TEXT FOR ANALYSIS:
··········

LAWS(DLH)-1990-3-52

MANI RAM @ RAMESH Vs. STATE

Decided On March 21, 1990
Mani Ram @ Ramesh Appellant
V/S
STATE Respondents

JUDGEMENT

(1.) MANI Ram alias Ramesh has been convicted of an offence punishable under Section 366 vide judgment dated 4.12.1988 by an Additional Sessions Judge, New Delhi and has been sentenced to undergo rigorous imprisonment for seven years and to pay a fine of Rs. 2,000/- and in default to further undergo rigorous imprisonment for two years vide order dated December 24, 1988. Appellant, Ramesh has filed this appeal through jail challenging his conviction and sentences.

··········

WORK INSTRUCTIONS:
1 - Answer these questions from the judgment:
(a) On what date was the case decided?
(b) For how many years of rigorous imprisonment was the appellant sentenced?
(c) What fine was the appellant ordered to pay?
2 - Echo the judgment, starting with "MANI RAM @ RAMESH Vs." and going on through "conviction and sentences.".
3 - In one to three sentences, explain why the judgment says Ramesh filed this appeal.

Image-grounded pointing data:
··········

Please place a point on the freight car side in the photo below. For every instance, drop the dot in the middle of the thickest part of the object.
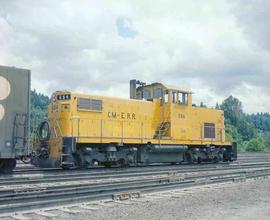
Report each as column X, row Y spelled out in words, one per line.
column 14, row 115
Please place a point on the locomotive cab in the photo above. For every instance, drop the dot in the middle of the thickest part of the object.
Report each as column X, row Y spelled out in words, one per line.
column 158, row 124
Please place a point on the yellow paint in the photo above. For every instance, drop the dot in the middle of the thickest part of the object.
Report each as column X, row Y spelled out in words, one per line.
column 132, row 121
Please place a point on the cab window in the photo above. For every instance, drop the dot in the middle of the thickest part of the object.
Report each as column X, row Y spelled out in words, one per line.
column 182, row 98
column 158, row 93
column 166, row 96
column 146, row 94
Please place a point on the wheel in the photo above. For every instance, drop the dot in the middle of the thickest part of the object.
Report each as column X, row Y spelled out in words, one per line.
column 7, row 165
column 123, row 163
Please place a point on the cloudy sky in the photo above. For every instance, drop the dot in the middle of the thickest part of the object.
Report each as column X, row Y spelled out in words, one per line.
column 214, row 47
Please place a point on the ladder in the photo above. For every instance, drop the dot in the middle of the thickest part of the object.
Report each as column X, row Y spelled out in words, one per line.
column 66, row 157
column 162, row 129
column 164, row 126
column 20, row 131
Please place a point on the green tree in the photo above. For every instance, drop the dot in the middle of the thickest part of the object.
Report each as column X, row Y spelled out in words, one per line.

··········

ANSWERS IN ORDER:
1 -
(a) March 21, 1990
(b) Seven years
(c) Rs. 2,000/-

2 -
MANI RAM @ RAMESH Vs. STATE

Decided On March 21, 1990
Mani Ram @ Ramesh Appellant
V/S
STATE Respondents

JUDGEMENT

(1.) MANI Ram alias Ramesh has been convicted of an offence punishable under Section 366 vide judgment dated 4.12.1988 by an Additional Sessions Judge, New Delhi and has been sentenced to undergo rigorous imprisonment for seven years and to pay a fine of Rs. 2,000/- and in default to further undergo rigorous imprisonment for two years vide order dated December 24, 1988. Appellant, Ramesh has filed this appeal through jail challenging his conviction and sentences.

3 - Ramesh filed the appeal through jail to challenge his conviction for the offense punishable under Section 366. He also challenged the sentences imposed on him.